▶ _WRITTEN EXERCISE_
Format every line of the listing below as a numbered list, omitting any blank lines.

-----

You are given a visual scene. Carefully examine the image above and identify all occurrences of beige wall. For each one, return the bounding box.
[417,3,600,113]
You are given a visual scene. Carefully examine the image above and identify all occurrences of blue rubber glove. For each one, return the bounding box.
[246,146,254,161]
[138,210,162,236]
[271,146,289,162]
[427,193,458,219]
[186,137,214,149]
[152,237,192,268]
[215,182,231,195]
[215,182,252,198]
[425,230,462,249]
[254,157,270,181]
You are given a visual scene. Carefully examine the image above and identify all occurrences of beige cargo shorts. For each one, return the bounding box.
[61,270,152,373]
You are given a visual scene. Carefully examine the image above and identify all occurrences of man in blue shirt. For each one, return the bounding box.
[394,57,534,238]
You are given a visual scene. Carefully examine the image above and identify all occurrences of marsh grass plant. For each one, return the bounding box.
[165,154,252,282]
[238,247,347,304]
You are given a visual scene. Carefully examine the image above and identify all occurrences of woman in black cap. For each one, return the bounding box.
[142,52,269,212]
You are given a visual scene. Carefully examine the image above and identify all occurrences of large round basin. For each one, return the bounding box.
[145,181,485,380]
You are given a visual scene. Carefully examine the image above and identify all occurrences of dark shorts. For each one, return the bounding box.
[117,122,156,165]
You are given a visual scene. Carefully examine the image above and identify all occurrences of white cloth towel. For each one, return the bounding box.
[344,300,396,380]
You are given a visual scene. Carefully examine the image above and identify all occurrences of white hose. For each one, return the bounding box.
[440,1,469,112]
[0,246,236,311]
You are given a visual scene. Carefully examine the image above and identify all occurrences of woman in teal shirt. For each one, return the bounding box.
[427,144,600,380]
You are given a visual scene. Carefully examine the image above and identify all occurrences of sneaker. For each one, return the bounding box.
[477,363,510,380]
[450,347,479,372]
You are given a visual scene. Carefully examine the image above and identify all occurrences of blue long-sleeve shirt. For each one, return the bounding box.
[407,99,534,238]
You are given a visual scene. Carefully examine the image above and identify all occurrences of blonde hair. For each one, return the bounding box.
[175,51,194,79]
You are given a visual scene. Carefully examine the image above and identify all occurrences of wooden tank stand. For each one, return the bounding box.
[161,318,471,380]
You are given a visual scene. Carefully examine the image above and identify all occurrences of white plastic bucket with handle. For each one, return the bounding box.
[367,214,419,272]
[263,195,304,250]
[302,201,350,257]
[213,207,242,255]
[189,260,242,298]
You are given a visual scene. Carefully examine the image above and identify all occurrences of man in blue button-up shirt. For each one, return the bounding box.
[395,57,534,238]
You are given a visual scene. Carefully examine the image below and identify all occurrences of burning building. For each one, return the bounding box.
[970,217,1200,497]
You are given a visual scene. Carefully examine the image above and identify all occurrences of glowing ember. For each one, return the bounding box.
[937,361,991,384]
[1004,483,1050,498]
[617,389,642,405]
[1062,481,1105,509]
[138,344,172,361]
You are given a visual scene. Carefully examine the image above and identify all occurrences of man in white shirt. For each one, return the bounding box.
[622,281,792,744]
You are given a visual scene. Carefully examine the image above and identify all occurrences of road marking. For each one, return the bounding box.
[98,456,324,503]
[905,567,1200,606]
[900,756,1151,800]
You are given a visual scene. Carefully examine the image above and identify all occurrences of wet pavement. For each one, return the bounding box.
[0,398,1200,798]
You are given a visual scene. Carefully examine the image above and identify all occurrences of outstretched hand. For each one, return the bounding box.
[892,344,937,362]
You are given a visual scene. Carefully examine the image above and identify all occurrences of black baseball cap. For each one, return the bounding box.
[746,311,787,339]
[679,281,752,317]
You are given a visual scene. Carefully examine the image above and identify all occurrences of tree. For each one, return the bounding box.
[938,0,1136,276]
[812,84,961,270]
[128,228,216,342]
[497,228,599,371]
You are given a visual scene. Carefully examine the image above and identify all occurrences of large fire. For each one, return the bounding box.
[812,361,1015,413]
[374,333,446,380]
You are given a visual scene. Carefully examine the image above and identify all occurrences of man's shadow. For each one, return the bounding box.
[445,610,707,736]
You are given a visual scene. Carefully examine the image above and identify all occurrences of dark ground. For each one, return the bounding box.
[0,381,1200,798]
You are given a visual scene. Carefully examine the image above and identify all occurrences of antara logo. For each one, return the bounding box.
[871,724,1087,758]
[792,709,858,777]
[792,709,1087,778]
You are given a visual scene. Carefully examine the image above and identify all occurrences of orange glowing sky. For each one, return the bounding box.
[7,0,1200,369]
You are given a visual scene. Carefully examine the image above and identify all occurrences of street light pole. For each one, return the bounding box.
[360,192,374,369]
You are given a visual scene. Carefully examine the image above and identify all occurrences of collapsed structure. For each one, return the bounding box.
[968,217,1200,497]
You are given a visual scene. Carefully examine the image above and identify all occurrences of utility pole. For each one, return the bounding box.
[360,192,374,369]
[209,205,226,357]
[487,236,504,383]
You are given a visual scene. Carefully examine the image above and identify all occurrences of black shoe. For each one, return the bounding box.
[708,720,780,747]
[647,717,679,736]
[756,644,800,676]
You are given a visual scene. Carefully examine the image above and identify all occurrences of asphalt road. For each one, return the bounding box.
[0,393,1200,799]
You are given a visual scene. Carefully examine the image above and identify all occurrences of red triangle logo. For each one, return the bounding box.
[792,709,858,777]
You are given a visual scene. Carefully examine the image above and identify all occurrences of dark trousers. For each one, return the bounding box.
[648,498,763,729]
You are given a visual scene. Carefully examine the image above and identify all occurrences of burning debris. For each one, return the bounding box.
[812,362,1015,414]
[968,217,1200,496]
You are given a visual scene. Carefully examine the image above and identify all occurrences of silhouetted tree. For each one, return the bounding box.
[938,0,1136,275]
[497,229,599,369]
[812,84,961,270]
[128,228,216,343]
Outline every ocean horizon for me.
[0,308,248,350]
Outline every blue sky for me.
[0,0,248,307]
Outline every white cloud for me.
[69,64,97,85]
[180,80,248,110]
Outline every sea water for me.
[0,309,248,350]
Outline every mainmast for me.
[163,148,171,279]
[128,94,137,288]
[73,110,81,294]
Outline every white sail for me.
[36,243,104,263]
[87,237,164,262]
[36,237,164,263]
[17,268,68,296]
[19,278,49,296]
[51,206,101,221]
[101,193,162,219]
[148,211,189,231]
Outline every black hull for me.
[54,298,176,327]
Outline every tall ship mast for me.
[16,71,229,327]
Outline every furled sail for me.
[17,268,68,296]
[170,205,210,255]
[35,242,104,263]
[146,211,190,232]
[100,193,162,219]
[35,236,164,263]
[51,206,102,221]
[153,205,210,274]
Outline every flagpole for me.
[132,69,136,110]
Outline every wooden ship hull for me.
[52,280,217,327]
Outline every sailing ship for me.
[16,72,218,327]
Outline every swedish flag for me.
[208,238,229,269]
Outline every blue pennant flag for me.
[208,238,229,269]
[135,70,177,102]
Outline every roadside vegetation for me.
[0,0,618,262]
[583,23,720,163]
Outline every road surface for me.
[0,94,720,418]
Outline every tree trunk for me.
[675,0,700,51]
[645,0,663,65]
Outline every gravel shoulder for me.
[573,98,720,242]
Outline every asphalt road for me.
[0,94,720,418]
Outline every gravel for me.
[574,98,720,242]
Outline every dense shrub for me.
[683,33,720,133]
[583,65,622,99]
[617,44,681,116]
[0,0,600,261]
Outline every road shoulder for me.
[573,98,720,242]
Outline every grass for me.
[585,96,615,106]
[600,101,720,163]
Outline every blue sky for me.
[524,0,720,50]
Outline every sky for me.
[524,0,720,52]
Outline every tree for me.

-----

▶ _RESPONSE TO THIS TASK_
1. You are given a visual scene. Carefully examine the image above and identify all occurrences of beige wall. For each one, return the bounding box.
2. [417,3,600,113]
3. You are given a visual scene. Carefully examine the image above and identify all occurrences of blue rubber glove. For each one, return the bounding box.
4. [246,146,254,161]
5. [138,210,162,236]
6. [271,146,289,162]
7. [427,193,458,219]
8. [186,137,214,149]
9. [152,237,192,268]
10. [215,182,231,195]
11. [215,182,252,198]
12. [425,230,462,249]
13. [254,157,270,181]
14. You are given a visual scene. Carefully examine the image above and identify all occurrences of beige cargo shorts. For each one, return the bounding box.
15. [61,270,152,373]
16. You are given a visual scene. Carefully examine the image above and identify all occurrences of man in blue shirt. For each one, return the bounding box.
17. [394,57,534,238]
18. You are given a visual scene. Carefully examine the image above and identify all occurrences of marsh grass plant. For each one, return the bounding box.
19. [165,154,252,282]
20. [238,247,347,304]
21. You are given a visual scene. Carefully examine the image above and identify all occurrences of woman in black cap. For each one, return the bounding box.
22. [142,52,269,212]
23. You are given a visual scene. Carefully examine the image above and identify all occurrences of large round basin. For each one, return the bounding box.
24. [145,181,485,380]
25. You are given a visual scene. Carefully examine the image above and identify all occurrences of dark shorts. For each one, return the bounding box.
26. [117,122,156,165]
27. You are given a visual scene. Carefully examine the image above and identify all occurrences of white cloth towel. For each one, return the bounding box.
28. [344,300,396,380]
29. You are given a visual scene. Carefully examine the image above and identify all occurrences of white hose. For each one, return the bounding box.
30. [440,1,469,112]
31. [0,246,236,311]
32. You are given a visual scene. Carefully examine the image above and identify all occurrences of woman in teal shirt. For each one, return the bounding box.
33. [427,144,600,380]
34. You are given a visual scene. Carefully examine the image above and identify all occurrences of sneaker. For each one, return the bounding box.
35. [477,363,510,380]
36. [450,347,479,372]
37. You are given a visual scene. Carefully examine the image above and identify all occurrences of blue long-sleeve shirt. For each one, return the bounding box.
38. [407,99,534,238]
39. You are given a visual scene. Carefully examine the image above and identify all occurrences of blonde hair. For each one, return the bounding box.
40. [175,51,194,79]
41. You are given a visual scene. Carefully examine the image above and identify all occurrences of wooden tank stand. For each one, return the bounding box.
42. [161,318,471,380]
43. You are given a visual scene. Carefully examine the image above and identify all occurrences of white plastic bucket with handle. For each one, return the bounding box.
44. [367,214,419,272]
45. [263,195,304,250]
46. [302,201,350,257]
47. [213,207,242,255]
48. [189,260,242,298]
49. You are given a visual scene. Carefully examine the image above and identify all occurrences of man in blue button-up shirt. For each one, return the bounding box.
50. [395,57,534,238]
51. You are given a visual scene. Carefully examine the image below and identify all occurrences of burning building. For each one, return the bounding box.
52. [970,217,1200,497]
53. You are given a visual scene. Carefully examine the image above and identify all occurrences of glowing ember. For each one, return the bounding box.
54. [937,361,991,384]
55. [1004,483,1050,498]
56. [617,389,642,405]
57. [1062,481,1105,509]
58. [138,344,172,361]
59. You are given a visual scene. Carefully examine the image above and identify all occurrences of man in white shirt. For each one, return the bounding box.
60. [622,281,792,744]
61. You are given a visual scene. Carefully examine the image above and identify all occurrences of road marking. For each one, return the bounding box.
62. [98,456,324,503]
63. [905,567,1200,606]
64. [900,756,1151,800]
65. You are given a visual scene. Carefully examine the image above and identify all occurrences of wet pavement. For each one, return the bounding box.
66. [0,398,1200,798]
67. You are given a visual scene. Carefully examine the image above and identify all occurrences of outstretched hand. For each one, return the bounding box.
68. [892,344,937,362]
69. You are given a visual scene. Carefully examine the image above and identify all occurrences of black baseball cap. For each one, return the bounding box.
70. [746,311,787,339]
71. [679,281,752,317]
72. You are given a visual scene. Carefully examine the image above and identify all occurrences of tree. For each one, return the bounding box.
73. [938,0,1136,276]
74. [812,84,961,270]
75. [128,228,216,342]
76. [497,228,599,371]
77. You are given a visual scene. Carefully examine the image above and identify all occurrences of large fire. For each one, return the bounding box.
78. [812,361,1015,413]
79. [374,333,446,380]
80. You are given a visual scene. Carefully examine the image above and identify all occurrences of man's shadow. For each one, return the bounding box.
81. [445,610,707,736]
82. You are given a visual scene. Carefully examine the image above and identify all occurrences of dark ground. For each one, return the bounding box.
83. [0,381,1200,798]
84. You are given a visual scene. Carefully examine the image above and identify all occurrences of antara logo. For each one, return the bounding box.
85. [871,724,1087,758]
86. [792,709,858,777]
87. [792,709,1087,778]
88. You are given a visual scene. Carefully examine the image above and identify all occurrences of orange glowing sky. For each one, return the bounding box.
89. [7,0,1200,369]
90. You are given a visual scene. Carefully examine the image above and identify all occurrences of street light pole. For each one, return the bounding box.
91. [360,192,374,369]
92. You are given a visual scene. Carefully examine the image above and identify all occurrences of collapsed structure. For each one, return the bounding box.
93. [968,217,1200,497]
94. You are given a visual scene. Carefully examine the image above and identify all occurrences of utility pole. For each one, return the bounding box.
95. [360,192,374,369]
96. [209,205,226,357]
97. [487,236,504,383]
98. You are given a visual scene. Carefully examine the image above and identify all occurrences of black shoe. For each one, return the bounding box.
99. [708,720,780,747]
100. [647,717,679,736]
101. [756,644,800,676]
102. You are given a visual scene. Carefully examine the image above and identify all occurrences of asphalt road. For each one, return the bounding box.
103. [0,393,1200,799]
104. You are given a visual scene. Carefully examine the image above and identify all occurrences of red triangle logo. For each one, return the bounding box.
105. [792,709,858,777]
106. You are given a visual scene. Carefully examine the image above and identify all occurrences of dark trousers. For each one, return the bounding box.
107. [648,498,763,729]
108. You are given a visual scene. Carefully examine the image above and identify all occurrences of burning debris. For each one, return the bounding box.
109. [812,362,1015,414]
110. [968,217,1200,496]
111. You are given a visual scene. Carefully examine the image above and identify all occurrences of silhouetted tree. For each one, return the bounding box.
112. [938,0,1136,275]
113. [497,229,599,369]
114. [812,84,961,270]
115. [128,228,216,343]
116. Outline every ocean horizon for me.
117. [0,308,248,350]
118. Outline every blue sky for me.
119. [0,0,248,307]
120. Outline every white cloud for me.
121. [69,64,97,85]
122. [180,80,248,110]
123. Outline every sea water for me.
124. [0,309,248,350]
125. Outline every mainmast for me.
126. [163,148,171,279]
127. [128,94,137,288]
128. [73,110,81,294]
129. Outline every white sail for me.
130. [36,243,104,263]
131. [87,237,164,262]
132. [36,237,164,263]
133. [17,268,68,296]
134. [19,278,49,296]
135. [51,206,101,221]
136. [101,193,162,219]
137. [148,211,189,231]
138. Outline every black hull for me.
139. [54,298,176,327]
140. Outline every tall ship mast for me.
141. [16,71,229,327]
142. Outline every furled sail for me.
143. [17,268,68,296]
144. [170,205,210,255]
145. [35,242,104,263]
146. [146,211,190,232]
147. [100,193,162,219]
148. [35,236,164,263]
149. [51,206,102,221]
150. [153,205,210,274]
151. Outline every flagpole for me.
152. [132,69,136,110]
153. Outline every wooden ship hull for me.
154. [52,280,217,327]
155. Outline every sailing ship for me.
156. [16,72,218,327]
157. Outline every swedish flag for me.
158. [208,238,229,269]
159. Outline every blue pennant flag for me.
160. [208,238,229,269]
161. [135,70,177,102]
162. Outline every roadside vegetation for me.
163. [0,0,618,262]
164. [583,23,720,163]
165. Outline every road surface for me.
166. [0,94,720,418]
167. Outline every tree trunk for me.
168. [675,0,700,51]
169. [645,0,663,65]
170. Outline every gravel shoulder for me.
171. [573,98,720,242]
172. Outline every asphalt road for me.
173. [0,94,720,418]
174. Outline every gravel for me.
175. [574,98,720,242]
176. Outline every dense shrub for me.
177. [683,33,720,133]
178. [583,65,622,99]
179. [617,44,681,116]
180. [0,0,600,261]
181. Outline every road shoulder for me.
182. [573,98,720,242]
183. Outline every grass for me.
184. [585,96,615,106]
185. [600,101,720,163]
186. Outline every blue sky for me.
187. [524,0,720,50]
188. Outline every sky for me.
189. [524,0,720,52]
190. Outline every tree for me.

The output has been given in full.